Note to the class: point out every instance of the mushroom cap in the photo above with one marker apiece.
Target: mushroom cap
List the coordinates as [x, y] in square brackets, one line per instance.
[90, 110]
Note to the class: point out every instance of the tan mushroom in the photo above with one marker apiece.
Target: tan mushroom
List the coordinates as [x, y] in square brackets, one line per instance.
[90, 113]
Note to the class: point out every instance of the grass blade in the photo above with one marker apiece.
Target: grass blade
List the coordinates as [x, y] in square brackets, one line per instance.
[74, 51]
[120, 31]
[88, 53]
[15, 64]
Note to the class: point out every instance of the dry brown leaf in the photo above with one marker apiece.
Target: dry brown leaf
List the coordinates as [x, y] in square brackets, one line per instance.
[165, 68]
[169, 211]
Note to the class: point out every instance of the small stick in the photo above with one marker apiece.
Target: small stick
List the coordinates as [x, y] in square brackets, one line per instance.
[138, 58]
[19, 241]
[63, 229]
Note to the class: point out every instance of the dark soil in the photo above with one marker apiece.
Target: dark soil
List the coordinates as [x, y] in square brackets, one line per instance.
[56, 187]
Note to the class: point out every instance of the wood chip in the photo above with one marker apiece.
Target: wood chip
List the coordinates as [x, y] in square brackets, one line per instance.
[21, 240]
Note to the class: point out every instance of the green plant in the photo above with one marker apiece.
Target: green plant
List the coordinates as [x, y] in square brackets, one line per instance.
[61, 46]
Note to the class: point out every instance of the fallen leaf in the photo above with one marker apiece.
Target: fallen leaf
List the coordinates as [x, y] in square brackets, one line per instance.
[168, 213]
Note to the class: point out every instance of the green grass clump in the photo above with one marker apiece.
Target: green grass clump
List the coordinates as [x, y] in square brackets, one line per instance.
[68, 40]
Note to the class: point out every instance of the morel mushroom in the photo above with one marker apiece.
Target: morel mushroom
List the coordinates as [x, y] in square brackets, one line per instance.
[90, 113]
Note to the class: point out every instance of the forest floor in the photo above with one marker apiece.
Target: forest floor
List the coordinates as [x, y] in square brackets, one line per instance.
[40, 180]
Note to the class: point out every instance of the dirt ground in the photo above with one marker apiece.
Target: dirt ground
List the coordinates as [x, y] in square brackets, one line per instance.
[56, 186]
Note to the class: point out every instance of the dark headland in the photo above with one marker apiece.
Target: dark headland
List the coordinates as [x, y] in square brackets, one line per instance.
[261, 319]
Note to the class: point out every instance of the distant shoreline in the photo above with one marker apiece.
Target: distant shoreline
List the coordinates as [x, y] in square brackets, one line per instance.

» TASK STATEMENT
Reproduce only those lines of the entries above that run from the line with "the green plant" to the final line.

» THE COMPLETED TASK
Note to the class: point out every instance of the green plant in the photo above with one marker apiece.
Target: green plant
List the coordinates as [x, y] in square brackets, one line per instance.
[61, 46]
Note to the class: point out every instance of the fallen leaf in the photo above with one marker apiece.
Target: fallen leaf
List the coordinates as [x, y] in square brackets, one line per instance.
[168, 213]
Note to the class: point out every instance of the green grass clump in the photo above with one marker apiece.
Target: green grass clump
List the coordinates as [x, y] in square brackets, one line per instance.
[68, 40]
Note to the class: point out every instance of the morel mushroom in the photo above with one marker apiece.
Target: morel mushroom
List the coordinates as [x, y] in square brackets, one line per instance.
[90, 113]
Note to the class: point out every instance of the forest floor in the photo above with one marker apiece.
Target: forest floor
List the coordinates as [x, y] in square brackets, one line per instance.
[40, 180]
Note to the class: point out every instance of the dirt ground in the photo above with one marker apiece.
Target: dirt ground
List the coordinates as [x, y] in square brackets, one line per instance.
[56, 186]
Note to the class: point out every instance of the dark headland in the photo above with one marker apiece.
Target: dark headland
List the coordinates as [x, y] in square brackets, one line per instance.
[261, 319]
Note to the class: point out every instance of the distant shoreline in the photo above with one marker apiece.
Target: distant shoreline
List the coordinates as [x, y] in square brackets, one line per instance.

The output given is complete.